Directions for this task: From the records below, copy each line in which the string "green" occurs.

Exercise data:
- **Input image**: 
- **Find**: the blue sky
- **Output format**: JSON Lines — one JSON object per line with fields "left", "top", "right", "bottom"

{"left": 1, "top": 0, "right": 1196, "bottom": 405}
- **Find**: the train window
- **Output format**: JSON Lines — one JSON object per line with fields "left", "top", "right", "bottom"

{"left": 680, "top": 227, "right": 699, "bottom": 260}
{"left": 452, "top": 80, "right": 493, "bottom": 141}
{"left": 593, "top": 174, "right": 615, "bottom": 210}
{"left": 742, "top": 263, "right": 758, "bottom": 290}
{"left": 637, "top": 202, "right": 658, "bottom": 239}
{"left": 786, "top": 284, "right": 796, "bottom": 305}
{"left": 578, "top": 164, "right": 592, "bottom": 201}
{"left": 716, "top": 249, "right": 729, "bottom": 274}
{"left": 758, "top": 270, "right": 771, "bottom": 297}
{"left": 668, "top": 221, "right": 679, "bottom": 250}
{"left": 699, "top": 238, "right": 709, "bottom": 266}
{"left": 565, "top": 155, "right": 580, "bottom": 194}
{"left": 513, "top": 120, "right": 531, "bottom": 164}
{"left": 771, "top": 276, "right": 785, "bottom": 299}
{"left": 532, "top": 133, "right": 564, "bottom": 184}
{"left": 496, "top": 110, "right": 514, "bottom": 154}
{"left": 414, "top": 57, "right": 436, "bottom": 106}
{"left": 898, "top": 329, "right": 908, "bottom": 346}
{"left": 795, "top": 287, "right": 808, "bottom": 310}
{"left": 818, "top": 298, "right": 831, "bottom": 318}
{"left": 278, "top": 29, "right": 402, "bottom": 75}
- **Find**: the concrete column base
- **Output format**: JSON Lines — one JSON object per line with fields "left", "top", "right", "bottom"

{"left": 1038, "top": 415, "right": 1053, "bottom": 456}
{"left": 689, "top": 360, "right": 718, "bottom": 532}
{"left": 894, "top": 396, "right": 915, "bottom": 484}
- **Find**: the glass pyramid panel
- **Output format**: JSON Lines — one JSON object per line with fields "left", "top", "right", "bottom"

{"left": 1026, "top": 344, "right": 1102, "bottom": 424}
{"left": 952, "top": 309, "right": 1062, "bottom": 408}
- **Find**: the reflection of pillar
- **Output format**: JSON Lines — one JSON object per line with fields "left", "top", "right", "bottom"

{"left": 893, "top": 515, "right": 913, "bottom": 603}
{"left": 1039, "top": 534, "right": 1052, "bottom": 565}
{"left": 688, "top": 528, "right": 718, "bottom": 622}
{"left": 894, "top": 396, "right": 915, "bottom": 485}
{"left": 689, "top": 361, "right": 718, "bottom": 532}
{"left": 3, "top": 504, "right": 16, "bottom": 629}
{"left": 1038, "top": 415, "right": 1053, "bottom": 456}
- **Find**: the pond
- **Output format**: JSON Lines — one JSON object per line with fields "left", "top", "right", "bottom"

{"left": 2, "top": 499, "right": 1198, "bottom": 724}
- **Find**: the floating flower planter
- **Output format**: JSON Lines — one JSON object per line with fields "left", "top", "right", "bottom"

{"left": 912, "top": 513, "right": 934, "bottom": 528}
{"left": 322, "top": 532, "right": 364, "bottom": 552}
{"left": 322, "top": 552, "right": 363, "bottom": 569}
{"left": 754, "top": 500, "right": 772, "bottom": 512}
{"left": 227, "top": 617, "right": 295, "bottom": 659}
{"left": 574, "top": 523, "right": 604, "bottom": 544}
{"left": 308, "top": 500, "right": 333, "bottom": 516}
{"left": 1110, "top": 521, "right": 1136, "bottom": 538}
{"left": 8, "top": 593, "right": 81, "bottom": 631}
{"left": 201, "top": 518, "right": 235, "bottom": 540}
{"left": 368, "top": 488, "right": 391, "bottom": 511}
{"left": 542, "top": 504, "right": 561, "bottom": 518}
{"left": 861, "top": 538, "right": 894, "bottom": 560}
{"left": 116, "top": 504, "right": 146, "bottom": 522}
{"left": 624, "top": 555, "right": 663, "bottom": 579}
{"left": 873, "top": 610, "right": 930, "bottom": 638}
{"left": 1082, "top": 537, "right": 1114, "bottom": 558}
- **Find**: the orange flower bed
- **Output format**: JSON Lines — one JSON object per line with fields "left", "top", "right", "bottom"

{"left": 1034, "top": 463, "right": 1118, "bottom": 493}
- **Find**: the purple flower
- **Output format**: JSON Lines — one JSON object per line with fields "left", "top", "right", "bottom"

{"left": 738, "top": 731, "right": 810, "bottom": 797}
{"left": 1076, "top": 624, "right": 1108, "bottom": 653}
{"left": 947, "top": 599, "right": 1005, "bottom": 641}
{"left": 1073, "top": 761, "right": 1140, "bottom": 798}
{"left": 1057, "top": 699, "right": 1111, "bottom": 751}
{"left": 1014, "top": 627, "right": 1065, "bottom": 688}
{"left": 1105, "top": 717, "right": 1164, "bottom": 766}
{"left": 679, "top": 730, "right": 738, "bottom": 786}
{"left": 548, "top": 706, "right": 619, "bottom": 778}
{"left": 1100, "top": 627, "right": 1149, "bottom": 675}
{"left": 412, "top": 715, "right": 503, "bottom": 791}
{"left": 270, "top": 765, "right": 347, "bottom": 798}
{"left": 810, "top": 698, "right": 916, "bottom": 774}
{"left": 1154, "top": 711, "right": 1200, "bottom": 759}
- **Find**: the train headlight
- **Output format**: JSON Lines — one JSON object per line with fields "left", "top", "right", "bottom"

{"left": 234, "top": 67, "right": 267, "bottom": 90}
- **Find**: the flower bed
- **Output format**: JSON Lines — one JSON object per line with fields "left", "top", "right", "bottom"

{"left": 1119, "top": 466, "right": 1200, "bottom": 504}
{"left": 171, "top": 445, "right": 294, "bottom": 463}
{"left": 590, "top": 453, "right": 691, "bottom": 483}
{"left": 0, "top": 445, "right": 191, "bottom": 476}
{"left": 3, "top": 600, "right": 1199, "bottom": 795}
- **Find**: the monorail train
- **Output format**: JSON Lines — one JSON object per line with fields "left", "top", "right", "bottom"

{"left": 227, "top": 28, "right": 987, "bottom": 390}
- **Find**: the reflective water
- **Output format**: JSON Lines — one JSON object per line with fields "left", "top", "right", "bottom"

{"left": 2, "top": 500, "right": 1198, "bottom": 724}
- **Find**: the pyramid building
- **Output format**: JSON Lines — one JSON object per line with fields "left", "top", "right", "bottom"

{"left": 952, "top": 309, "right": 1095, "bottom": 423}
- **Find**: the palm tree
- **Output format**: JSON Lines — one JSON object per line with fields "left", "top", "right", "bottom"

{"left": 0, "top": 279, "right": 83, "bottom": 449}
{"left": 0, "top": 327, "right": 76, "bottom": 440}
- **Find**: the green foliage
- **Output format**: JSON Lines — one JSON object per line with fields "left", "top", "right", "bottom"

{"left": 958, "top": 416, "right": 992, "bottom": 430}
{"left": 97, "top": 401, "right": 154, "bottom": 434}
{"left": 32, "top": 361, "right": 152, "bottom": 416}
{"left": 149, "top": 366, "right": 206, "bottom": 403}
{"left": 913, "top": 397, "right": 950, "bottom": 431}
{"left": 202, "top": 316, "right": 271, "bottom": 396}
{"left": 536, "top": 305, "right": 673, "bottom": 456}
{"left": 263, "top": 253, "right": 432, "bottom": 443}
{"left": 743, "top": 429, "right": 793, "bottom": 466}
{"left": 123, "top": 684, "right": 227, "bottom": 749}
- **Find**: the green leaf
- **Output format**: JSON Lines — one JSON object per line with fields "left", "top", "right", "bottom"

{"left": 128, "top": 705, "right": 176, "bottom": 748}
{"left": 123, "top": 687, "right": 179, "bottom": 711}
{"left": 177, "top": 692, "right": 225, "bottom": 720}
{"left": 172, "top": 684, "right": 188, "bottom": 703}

Written answer:
- **Find**: the green foliage
- **Find**: the green leaf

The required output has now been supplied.